**Instruction a:**
In the article on scaling qualitative research with AI below, list every component of the Forrester Wave evaluation process that the article names.

**Page:**
How to Scale Qualitative Research with AI: What Forrester Found
Discuss is an AI-powered market research platform named a Leader in the Forrester Wave™: Experience Research Platforms, Q1 2026, and the only unified qual, quant, and AI solution in the market. We build AI agents, AI-moderated interviews, Virtual Personas, and continuous intelligence infrastructure so research teams can ask anything and answer everything, without starting a new project every time.
Key takeaways:
- Forrester predicts at least two major research scandals this year from firms acting on AI-led findings without sufficient researcher oversight, driven by widespread misconceptions about how GenAI actually works.
- AI moderation is generating more genuine buyer enthusiasm than any other AI capability in the experience research category, because it opens a path to qualitative research at a scale that wasn’t previously feasible.
- As AI takes on execution-heavy research tasks, the researcher’s role shifts toward judgment and validation, and design teams that plan to grow say they intend to hire more researchers, not fewer.
- Always-on research means every study feeds the next one. Virtual Personas built from real customer data let any team member get an answer in seconds without running a new project.
- Discuss was named a Leader in the Forrester Wave™: Experience Research Platforms, Q1 2026, the only unified qual, quant, and AI solution evaluated.
We recently hosted a live webinar with Sinem Beyçlu, the Forrester analyst who authored that Wave report. What she shared is worth putting on the record.
Sinem spent months this year interviewing research and design leaders about how AI is actually changing their workflows, not how vendors say it’s changing them, but how the people doing the work describe it. Her findings confirmed some things we believe strongly at Discuss, challenged a few assumptions in the market, and gave me a sharper frame for where this industry is going.
Who Uses Qualitative Research Platforms Today?
Sinem’s Wave evaluation covered eight platforms and involved vendor questionnaires, live product demos, strategy briefings, and direct interviews with reference customers. Before getting into AI workflow findings, she walked through four patterns that emerged from that process.

**Excerpted data:**
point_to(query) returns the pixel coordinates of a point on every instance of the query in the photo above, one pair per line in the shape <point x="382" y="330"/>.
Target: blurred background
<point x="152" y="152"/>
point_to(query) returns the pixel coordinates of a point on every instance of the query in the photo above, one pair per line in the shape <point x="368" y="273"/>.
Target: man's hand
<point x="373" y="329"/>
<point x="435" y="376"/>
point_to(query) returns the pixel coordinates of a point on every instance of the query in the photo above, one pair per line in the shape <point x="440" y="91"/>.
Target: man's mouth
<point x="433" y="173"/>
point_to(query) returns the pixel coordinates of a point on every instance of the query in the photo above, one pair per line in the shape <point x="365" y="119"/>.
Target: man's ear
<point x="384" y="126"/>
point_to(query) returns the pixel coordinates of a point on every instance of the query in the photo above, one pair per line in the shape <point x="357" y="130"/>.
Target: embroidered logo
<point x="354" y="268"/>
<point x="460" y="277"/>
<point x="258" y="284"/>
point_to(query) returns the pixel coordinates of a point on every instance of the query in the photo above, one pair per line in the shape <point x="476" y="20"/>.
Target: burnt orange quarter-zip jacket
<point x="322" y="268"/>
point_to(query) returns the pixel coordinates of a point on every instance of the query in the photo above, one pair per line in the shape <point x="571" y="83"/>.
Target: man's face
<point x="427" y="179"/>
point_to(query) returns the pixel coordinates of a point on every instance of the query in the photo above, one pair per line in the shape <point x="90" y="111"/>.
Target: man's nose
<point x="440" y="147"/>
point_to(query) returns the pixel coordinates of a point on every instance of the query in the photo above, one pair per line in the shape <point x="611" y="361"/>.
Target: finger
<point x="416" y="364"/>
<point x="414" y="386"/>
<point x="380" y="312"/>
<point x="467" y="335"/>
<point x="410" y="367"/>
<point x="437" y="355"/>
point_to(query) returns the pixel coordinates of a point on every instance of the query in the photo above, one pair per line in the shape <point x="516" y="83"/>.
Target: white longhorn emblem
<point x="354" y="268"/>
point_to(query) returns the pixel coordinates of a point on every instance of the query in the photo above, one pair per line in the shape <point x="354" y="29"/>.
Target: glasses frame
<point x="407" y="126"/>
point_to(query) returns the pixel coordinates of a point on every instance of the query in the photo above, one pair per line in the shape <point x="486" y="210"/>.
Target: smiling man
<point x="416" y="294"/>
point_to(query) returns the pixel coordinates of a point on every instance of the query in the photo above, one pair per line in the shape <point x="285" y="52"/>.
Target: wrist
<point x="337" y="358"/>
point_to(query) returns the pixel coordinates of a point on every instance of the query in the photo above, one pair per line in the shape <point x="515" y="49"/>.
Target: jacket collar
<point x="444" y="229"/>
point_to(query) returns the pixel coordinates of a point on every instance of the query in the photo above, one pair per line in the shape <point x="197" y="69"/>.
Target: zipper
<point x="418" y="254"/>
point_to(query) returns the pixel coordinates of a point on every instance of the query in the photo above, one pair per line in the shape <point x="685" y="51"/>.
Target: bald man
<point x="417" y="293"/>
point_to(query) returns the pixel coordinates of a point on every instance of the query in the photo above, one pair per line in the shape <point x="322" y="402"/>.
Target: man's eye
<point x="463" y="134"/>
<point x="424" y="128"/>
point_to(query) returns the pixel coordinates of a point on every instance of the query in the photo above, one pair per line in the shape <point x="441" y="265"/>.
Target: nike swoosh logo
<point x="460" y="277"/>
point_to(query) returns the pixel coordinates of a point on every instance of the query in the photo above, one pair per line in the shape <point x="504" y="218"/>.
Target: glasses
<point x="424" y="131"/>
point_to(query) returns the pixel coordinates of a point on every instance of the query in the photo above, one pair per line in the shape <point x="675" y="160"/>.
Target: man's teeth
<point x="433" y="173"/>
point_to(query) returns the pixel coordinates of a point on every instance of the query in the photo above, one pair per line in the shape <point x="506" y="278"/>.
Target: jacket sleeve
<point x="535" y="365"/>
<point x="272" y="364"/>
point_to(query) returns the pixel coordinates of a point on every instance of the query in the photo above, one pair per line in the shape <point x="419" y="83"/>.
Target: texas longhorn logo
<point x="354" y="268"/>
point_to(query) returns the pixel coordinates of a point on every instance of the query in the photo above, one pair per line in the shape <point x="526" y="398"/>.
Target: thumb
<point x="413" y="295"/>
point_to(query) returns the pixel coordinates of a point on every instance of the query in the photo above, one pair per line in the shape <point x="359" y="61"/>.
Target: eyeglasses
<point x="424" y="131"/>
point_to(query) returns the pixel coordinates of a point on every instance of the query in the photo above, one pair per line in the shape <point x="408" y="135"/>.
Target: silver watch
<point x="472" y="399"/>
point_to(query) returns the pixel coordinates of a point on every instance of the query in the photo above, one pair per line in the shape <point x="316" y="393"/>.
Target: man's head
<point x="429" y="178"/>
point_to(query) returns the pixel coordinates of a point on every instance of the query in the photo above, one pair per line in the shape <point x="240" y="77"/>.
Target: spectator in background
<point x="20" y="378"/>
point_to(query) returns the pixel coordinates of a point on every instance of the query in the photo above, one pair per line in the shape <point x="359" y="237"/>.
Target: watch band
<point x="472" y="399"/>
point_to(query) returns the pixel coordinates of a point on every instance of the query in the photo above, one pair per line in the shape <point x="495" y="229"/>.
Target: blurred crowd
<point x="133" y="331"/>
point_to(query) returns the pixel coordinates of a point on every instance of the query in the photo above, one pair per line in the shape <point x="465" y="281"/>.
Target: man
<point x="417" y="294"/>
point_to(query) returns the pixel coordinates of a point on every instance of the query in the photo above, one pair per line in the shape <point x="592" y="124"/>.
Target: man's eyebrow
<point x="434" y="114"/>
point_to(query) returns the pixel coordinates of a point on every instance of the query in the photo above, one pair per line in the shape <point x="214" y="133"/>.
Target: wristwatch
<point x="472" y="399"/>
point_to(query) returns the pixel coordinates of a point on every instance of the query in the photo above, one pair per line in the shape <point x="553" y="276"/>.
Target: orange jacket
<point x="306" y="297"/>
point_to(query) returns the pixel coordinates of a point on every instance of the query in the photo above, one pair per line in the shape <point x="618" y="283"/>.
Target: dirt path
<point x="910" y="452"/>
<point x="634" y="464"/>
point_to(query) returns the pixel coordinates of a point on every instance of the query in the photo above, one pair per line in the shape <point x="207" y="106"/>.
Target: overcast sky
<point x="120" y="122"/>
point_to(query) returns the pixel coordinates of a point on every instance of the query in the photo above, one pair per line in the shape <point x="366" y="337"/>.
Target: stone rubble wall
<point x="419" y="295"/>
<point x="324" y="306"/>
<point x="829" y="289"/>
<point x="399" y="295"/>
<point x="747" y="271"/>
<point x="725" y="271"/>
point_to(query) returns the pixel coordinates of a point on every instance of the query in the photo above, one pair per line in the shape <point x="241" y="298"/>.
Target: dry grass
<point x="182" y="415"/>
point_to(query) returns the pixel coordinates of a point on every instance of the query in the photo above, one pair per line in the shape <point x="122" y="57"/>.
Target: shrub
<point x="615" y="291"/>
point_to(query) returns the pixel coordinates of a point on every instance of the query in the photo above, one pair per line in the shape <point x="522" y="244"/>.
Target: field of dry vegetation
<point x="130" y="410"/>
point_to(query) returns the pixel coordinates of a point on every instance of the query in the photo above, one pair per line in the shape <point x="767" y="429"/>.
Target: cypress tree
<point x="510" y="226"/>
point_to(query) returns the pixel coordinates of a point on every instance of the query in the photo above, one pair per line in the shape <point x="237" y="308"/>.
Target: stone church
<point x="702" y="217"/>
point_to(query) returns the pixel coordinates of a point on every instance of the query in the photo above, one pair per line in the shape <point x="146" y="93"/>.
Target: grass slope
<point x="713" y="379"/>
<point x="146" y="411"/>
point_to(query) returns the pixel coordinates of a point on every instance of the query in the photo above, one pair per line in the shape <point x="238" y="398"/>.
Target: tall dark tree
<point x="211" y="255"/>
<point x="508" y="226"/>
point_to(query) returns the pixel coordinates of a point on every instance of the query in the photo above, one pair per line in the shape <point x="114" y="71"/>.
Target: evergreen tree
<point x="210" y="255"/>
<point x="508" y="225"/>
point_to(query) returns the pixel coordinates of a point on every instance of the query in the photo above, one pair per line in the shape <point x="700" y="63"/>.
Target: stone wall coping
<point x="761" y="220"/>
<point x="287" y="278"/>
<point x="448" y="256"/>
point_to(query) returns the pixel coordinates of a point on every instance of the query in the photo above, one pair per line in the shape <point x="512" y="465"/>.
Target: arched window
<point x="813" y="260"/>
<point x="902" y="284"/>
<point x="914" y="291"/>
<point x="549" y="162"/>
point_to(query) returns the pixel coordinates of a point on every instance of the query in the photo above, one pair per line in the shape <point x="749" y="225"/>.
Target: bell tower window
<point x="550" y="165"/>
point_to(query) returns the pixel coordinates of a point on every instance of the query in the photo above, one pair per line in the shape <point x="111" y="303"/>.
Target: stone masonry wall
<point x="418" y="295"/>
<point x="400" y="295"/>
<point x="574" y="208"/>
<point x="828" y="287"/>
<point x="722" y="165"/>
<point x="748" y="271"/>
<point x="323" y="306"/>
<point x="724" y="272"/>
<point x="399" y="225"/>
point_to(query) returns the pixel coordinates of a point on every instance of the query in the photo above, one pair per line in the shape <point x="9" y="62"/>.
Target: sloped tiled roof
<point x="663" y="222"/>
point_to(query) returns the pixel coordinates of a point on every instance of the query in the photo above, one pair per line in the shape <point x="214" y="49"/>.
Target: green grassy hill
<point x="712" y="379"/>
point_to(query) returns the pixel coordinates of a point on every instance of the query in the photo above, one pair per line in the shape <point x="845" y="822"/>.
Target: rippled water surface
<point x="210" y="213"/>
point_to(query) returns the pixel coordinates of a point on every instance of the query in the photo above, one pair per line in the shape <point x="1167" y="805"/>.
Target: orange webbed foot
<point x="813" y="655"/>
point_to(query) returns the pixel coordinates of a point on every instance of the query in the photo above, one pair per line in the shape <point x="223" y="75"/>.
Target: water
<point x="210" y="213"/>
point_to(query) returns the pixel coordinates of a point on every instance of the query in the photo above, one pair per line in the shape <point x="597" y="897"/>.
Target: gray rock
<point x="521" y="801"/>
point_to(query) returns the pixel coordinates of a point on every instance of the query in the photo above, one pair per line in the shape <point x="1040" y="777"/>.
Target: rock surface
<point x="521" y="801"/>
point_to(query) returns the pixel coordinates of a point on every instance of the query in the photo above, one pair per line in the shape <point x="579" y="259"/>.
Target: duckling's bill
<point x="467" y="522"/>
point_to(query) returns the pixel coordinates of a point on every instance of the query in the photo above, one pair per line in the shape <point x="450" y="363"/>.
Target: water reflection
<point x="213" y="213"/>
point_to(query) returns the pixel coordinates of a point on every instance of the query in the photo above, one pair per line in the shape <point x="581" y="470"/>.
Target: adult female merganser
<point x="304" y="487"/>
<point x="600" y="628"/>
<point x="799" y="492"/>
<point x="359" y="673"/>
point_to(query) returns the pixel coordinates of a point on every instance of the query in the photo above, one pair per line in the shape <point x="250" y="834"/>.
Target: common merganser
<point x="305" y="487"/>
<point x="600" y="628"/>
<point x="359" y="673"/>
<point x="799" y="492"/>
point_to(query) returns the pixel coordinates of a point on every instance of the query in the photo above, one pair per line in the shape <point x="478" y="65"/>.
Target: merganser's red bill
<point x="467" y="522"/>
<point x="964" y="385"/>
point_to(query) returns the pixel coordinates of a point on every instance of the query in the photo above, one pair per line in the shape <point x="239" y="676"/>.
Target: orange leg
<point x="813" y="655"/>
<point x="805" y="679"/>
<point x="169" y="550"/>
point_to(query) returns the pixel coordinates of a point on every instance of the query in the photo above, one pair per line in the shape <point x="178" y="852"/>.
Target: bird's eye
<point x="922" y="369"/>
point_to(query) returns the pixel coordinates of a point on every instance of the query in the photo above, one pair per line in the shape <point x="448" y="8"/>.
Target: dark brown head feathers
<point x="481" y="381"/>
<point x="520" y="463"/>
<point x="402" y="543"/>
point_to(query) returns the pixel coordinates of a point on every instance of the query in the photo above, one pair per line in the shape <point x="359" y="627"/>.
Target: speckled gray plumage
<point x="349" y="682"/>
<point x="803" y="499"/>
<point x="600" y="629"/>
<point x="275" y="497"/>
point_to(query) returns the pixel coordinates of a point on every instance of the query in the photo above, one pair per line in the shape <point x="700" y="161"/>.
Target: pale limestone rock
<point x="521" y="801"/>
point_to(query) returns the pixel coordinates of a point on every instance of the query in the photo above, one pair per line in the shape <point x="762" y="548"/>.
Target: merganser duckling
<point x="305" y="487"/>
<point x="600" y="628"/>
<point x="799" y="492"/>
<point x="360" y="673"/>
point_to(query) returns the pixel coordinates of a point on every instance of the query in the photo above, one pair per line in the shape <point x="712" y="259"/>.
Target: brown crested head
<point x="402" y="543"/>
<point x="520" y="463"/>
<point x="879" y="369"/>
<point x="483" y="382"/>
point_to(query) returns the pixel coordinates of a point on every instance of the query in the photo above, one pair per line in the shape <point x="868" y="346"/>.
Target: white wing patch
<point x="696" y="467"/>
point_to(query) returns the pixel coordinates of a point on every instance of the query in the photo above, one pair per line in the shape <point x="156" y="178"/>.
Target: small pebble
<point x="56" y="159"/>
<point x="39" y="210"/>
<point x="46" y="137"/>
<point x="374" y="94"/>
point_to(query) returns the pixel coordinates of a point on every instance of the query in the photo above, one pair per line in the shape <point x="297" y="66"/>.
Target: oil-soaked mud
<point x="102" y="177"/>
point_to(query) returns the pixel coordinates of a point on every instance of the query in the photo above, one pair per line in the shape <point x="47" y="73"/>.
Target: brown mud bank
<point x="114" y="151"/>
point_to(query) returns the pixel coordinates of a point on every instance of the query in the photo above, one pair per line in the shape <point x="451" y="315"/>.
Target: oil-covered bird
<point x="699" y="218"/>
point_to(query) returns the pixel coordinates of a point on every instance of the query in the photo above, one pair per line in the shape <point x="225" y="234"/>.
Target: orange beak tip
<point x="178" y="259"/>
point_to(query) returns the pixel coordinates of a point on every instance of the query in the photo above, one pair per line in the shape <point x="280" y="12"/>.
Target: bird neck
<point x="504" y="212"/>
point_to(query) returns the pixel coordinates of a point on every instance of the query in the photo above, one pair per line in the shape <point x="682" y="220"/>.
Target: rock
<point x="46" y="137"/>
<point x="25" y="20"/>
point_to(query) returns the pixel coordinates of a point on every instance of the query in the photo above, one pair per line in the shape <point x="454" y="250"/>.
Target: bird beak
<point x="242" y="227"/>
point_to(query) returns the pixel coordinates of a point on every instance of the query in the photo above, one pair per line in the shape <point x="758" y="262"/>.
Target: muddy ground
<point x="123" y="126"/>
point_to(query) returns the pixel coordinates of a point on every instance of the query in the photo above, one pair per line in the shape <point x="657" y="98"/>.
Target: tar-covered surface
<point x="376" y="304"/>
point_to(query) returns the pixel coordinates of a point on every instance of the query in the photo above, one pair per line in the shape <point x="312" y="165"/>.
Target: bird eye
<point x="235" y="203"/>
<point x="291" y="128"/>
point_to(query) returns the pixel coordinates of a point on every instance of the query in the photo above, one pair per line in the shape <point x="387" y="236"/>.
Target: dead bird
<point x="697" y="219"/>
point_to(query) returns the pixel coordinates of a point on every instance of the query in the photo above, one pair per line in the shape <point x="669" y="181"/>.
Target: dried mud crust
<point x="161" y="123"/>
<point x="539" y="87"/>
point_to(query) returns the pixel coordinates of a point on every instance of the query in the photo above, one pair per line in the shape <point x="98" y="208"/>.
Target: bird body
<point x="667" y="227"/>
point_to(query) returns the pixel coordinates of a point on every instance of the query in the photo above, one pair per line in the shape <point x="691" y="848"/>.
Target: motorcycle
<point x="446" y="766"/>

**Instruction b:**
Locate every line in the records above that contains the string "longhorn", and copy each of those lines. Case counts.

**Exercise result a:**
- vendor questionnaires
- live product demos
- strategy briefings
- direct interviews with reference customers

**Exercise result b:**
Target: white longhorn emblem
Target: texas longhorn logo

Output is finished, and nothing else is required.